- _Work request_
For the full listing below, write out each entry exactly and exclude the images.

- _Entries shown_
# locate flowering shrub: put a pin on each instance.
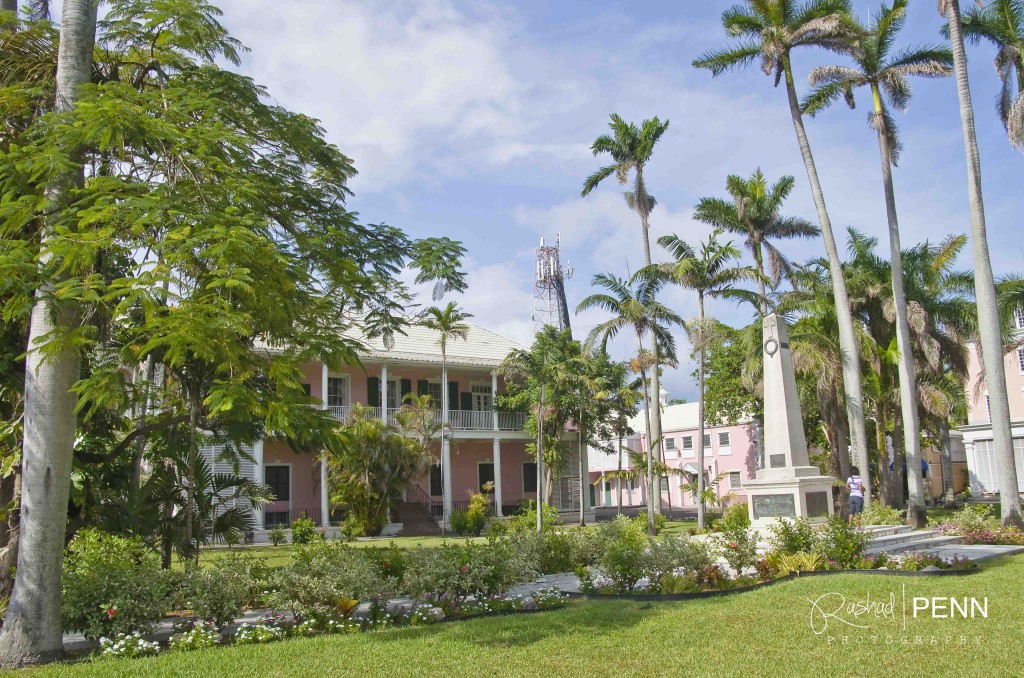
(252, 634)
(112, 586)
(215, 595)
(195, 635)
(128, 646)
(738, 548)
(303, 531)
(841, 542)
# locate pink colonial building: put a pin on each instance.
(485, 445)
(982, 468)
(729, 451)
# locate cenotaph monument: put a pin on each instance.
(787, 486)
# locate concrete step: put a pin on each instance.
(914, 545)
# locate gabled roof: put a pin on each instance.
(480, 348)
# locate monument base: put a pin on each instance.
(790, 498)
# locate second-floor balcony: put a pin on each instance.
(459, 420)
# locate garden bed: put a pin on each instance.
(973, 569)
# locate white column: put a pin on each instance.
(258, 470)
(494, 401)
(498, 475)
(446, 476)
(325, 500)
(383, 403)
(585, 481)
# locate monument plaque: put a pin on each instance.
(774, 506)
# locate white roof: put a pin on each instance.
(480, 348)
(682, 417)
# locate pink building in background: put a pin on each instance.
(978, 431)
(729, 451)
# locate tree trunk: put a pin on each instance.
(619, 478)
(8, 558)
(847, 336)
(647, 424)
(915, 512)
(583, 481)
(984, 284)
(700, 370)
(946, 457)
(32, 630)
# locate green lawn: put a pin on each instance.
(278, 556)
(760, 633)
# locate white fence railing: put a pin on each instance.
(460, 420)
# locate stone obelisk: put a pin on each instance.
(787, 486)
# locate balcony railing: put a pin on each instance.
(460, 420)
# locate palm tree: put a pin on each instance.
(885, 74)
(633, 305)
(1001, 23)
(989, 326)
(32, 630)
(631, 147)
(449, 323)
(773, 29)
(753, 212)
(711, 274)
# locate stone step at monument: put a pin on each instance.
(910, 541)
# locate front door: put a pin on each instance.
(484, 474)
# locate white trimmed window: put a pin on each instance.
(337, 391)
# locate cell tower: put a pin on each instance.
(550, 306)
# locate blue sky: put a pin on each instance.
(474, 121)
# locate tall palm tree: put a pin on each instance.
(633, 305)
(449, 323)
(989, 326)
(712, 274)
(631, 147)
(32, 630)
(772, 29)
(753, 212)
(1001, 23)
(885, 74)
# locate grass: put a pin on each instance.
(278, 556)
(759, 633)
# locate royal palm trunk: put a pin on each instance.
(907, 384)
(989, 326)
(847, 339)
(32, 629)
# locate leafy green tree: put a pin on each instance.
(711, 273)
(769, 31)
(373, 464)
(989, 324)
(169, 210)
(631, 147)
(753, 213)
(633, 305)
(1001, 24)
(449, 323)
(886, 75)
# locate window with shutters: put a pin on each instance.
(528, 476)
(436, 486)
(337, 391)
(276, 478)
(434, 391)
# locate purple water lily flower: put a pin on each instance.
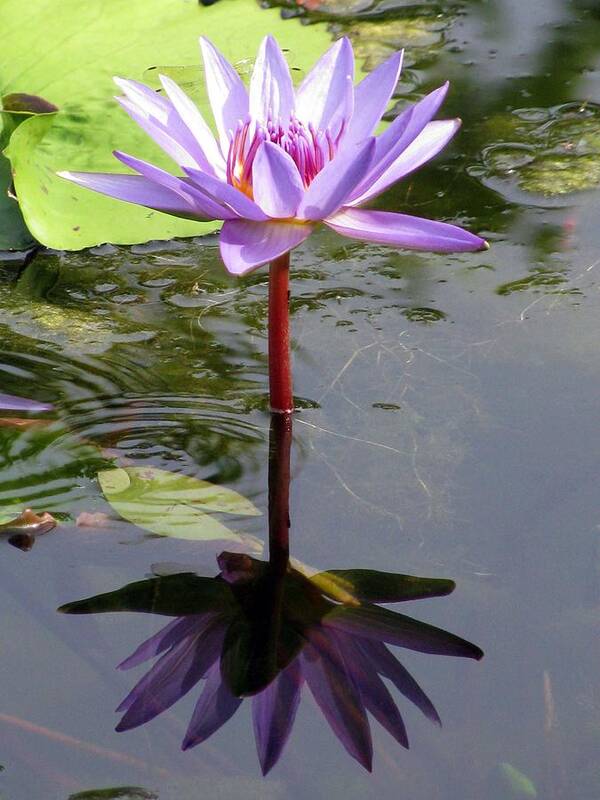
(9, 402)
(285, 158)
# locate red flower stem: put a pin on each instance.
(280, 370)
(280, 443)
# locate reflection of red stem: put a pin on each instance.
(280, 371)
(280, 442)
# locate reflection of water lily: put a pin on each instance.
(252, 632)
(9, 402)
(285, 159)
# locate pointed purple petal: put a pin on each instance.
(166, 637)
(433, 138)
(226, 92)
(388, 665)
(277, 185)
(375, 693)
(401, 230)
(371, 98)
(273, 713)
(215, 706)
(196, 124)
(248, 245)
(173, 675)
(381, 624)
(160, 120)
(208, 206)
(337, 695)
(323, 98)
(402, 131)
(226, 195)
(138, 190)
(332, 186)
(9, 402)
(271, 89)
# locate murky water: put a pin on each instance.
(448, 428)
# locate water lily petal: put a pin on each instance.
(337, 695)
(167, 637)
(226, 92)
(402, 230)
(433, 138)
(246, 245)
(387, 665)
(173, 675)
(323, 98)
(273, 713)
(197, 125)
(402, 131)
(9, 402)
(139, 190)
(159, 118)
(226, 195)
(207, 205)
(277, 185)
(271, 89)
(371, 98)
(215, 706)
(335, 183)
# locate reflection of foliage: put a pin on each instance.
(546, 151)
(255, 630)
(43, 466)
(374, 41)
(541, 278)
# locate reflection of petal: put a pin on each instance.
(375, 694)
(274, 711)
(337, 695)
(167, 637)
(9, 402)
(381, 624)
(215, 706)
(388, 666)
(175, 673)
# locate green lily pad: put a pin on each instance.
(116, 793)
(76, 54)
(16, 108)
(170, 504)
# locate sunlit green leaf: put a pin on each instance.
(77, 53)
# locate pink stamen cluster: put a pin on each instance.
(309, 148)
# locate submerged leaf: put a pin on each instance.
(173, 595)
(116, 793)
(171, 504)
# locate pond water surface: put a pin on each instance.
(448, 427)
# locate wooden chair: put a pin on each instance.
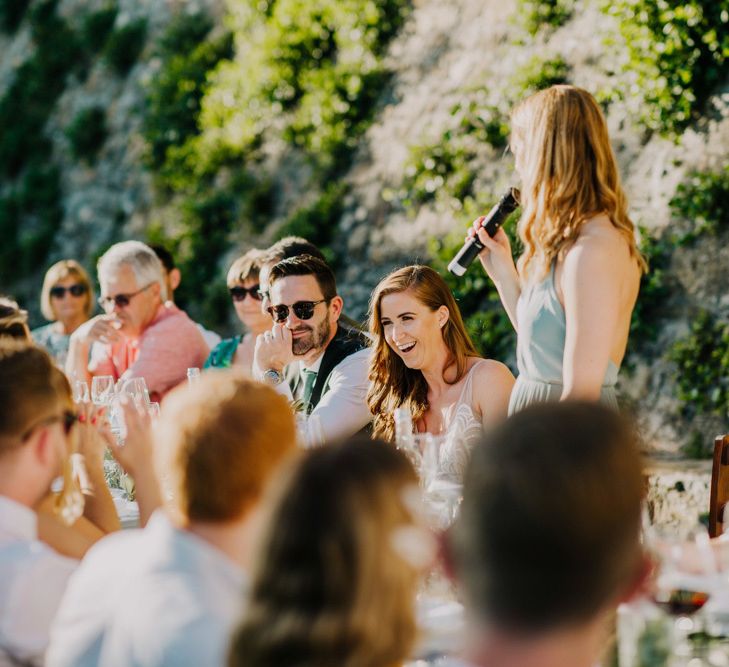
(719, 493)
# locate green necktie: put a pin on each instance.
(309, 380)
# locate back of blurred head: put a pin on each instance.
(218, 443)
(548, 536)
(330, 587)
(33, 397)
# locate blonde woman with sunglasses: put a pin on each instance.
(245, 293)
(67, 301)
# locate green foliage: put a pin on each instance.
(87, 133)
(654, 291)
(539, 74)
(97, 26)
(445, 171)
(124, 45)
(12, 13)
(702, 367)
(317, 222)
(537, 14)
(677, 51)
(30, 215)
(310, 73)
(703, 201)
(29, 100)
(173, 102)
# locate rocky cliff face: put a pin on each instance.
(448, 53)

- _Written solution_
# locate flowering shrub: put a pin on each instance.
(252, 634)
(112, 586)
(215, 595)
(195, 635)
(128, 646)
(738, 548)
(303, 531)
(841, 542)
# locate pink colonial building: put a pin on each instance.
(485, 445)
(982, 468)
(729, 451)
# locate cenotaph monument: put a pin on each instance.
(787, 486)
# locate concrete step: put a pin on each instance.
(914, 545)
# locate gabled roof: put a pin on each instance.
(480, 348)
# locate monument base: put a pin on each instance.
(790, 498)
# locate second-floor balcony: put a pin on each instance.
(459, 420)
# locate garden bed: put a pin on each instance.
(973, 569)
# locate white column: put a pin on each instance.
(258, 470)
(494, 401)
(498, 475)
(446, 476)
(325, 500)
(383, 403)
(585, 481)
# locate monument plaque: put a pin on each instance.
(774, 506)
# locate white roof: put a pin on each instance.
(480, 348)
(682, 417)
# locate pink building in background: put a pin on each instance.
(978, 431)
(729, 451)
# locate tree trunk: put a pin on each instance.
(619, 478)
(8, 558)
(847, 336)
(647, 424)
(915, 512)
(583, 481)
(984, 284)
(700, 370)
(946, 457)
(32, 630)
# locate green lawn: put a pin on each instance.
(278, 556)
(760, 633)
# locate white fence railing: put a pin on each instance.
(460, 420)
# locate stone obelisk: put a pin on each instance.
(787, 486)
# locate balcony railing: put a pin on each instance.
(460, 420)
# locate palm tree: put a pin on each instance.
(885, 74)
(633, 305)
(1001, 23)
(989, 326)
(32, 630)
(631, 147)
(449, 323)
(773, 29)
(753, 212)
(711, 274)
# locate stone step at monument: put a pin on each instance.
(910, 541)
# locate front door: put a pin on each instance.
(484, 474)
# locate white trimmed window: put a pin on each instance.
(337, 391)
# locate cell tower: put a pin on each instance.
(550, 306)
# locate blue sky: put a pin on each instance.
(474, 121)
# locate tall palm tree: put a pin on each instance.
(633, 305)
(449, 323)
(989, 326)
(712, 274)
(631, 147)
(32, 630)
(772, 29)
(753, 212)
(1001, 23)
(885, 74)
# locate grass: put a pin on each instance.
(278, 556)
(759, 633)
# locate royal palm trunk: put a pin on each instance.
(907, 384)
(989, 326)
(847, 339)
(32, 629)
# locate leafy green tree: put a pin on each instance.
(711, 273)
(769, 31)
(373, 464)
(989, 324)
(169, 210)
(631, 147)
(753, 213)
(633, 305)
(1001, 24)
(449, 323)
(886, 75)
# locate window with shutters: put a pin on each instance.
(528, 476)
(436, 486)
(337, 391)
(276, 478)
(434, 391)
# locate purple water lily flower: put a pin on each instance.
(9, 402)
(285, 158)
# locate red flower stem: put a pin on each instance.
(280, 370)
(280, 443)
# locate reflection of red stem: put a pin on each instance.
(280, 371)
(280, 442)
# locate reflection of water lily: put a pin on each instance.
(252, 632)
(9, 402)
(285, 159)
# locate pointed purple petal: put a pin on each instance.
(166, 637)
(433, 138)
(226, 92)
(388, 665)
(277, 185)
(375, 693)
(401, 230)
(371, 98)
(273, 713)
(215, 706)
(196, 124)
(248, 245)
(173, 675)
(381, 624)
(160, 120)
(208, 206)
(337, 695)
(323, 98)
(402, 131)
(226, 195)
(138, 190)
(332, 186)
(9, 402)
(271, 89)
# locate murky water: put a pin on each instance.
(448, 428)
# locate water lily petal: put a pin on each instance.
(337, 695)
(167, 637)
(226, 92)
(402, 230)
(433, 138)
(246, 245)
(387, 665)
(173, 675)
(323, 98)
(273, 713)
(197, 125)
(402, 131)
(9, 402)
(139, 190)
(159, 118)
(226, 195)
(207, 205)
(277, 185)
(271, 89)
(371, 98)
(215, 706)
(335, 183)
# locate reflection of foliage: put a pin on each instance.
(546, 151)
(255, 630)
(43, 466)
(374, 41)
(541, 278)
# locate reflection of petal: put a pin on each instance.
(375, 694)
(274, 711)
(337, 695)
(167, 637)
(9, 402)
(381, 624)
(215, 706)
(388, 666)
(175, 673)
# locate green lily pad: put a pin on each instance.
(116, 793)
(76, 54)
(16, 108)
(170, 504)
# locate sunlit green leaf: put a pin on each instance.
(77, 53)
# locate pink stamen cluster: put a pin on each instance.
(309, 148)
# locate submerged leaf: put a pin on each instance.
(173, 595)
(116, 793)
(171, 504)
# locate pond water surface: put a pin on each instance.
(448, 427)
# locate wooden chair: put a pin on each instance.
(719, 493)
# locate green necktie: put a pin on each instance.
(309, 380)
# locate back of blurred head: put a pin on each instance.
(218, 443)
(548, 536)
(330, 587)
(33, 397)
# locate blonde woman with sunglasses: put a pin on each instance.
(245, 293)
(67, 301)
# locate green foliage: put a pin on each instance.
(87, 133)
(654, 291)
(539, 74)
(97, 26)
(445, 171)
(124, 45)
(12, 13)
(702, 367)
(317, 222)
(537, 14)
(677, 51)
(30, 215)
(310, 73)
(703, 201)
(29, 100)
(173, 102)
# locate rocky cliff face: put a pin on each instance.
(448, 53)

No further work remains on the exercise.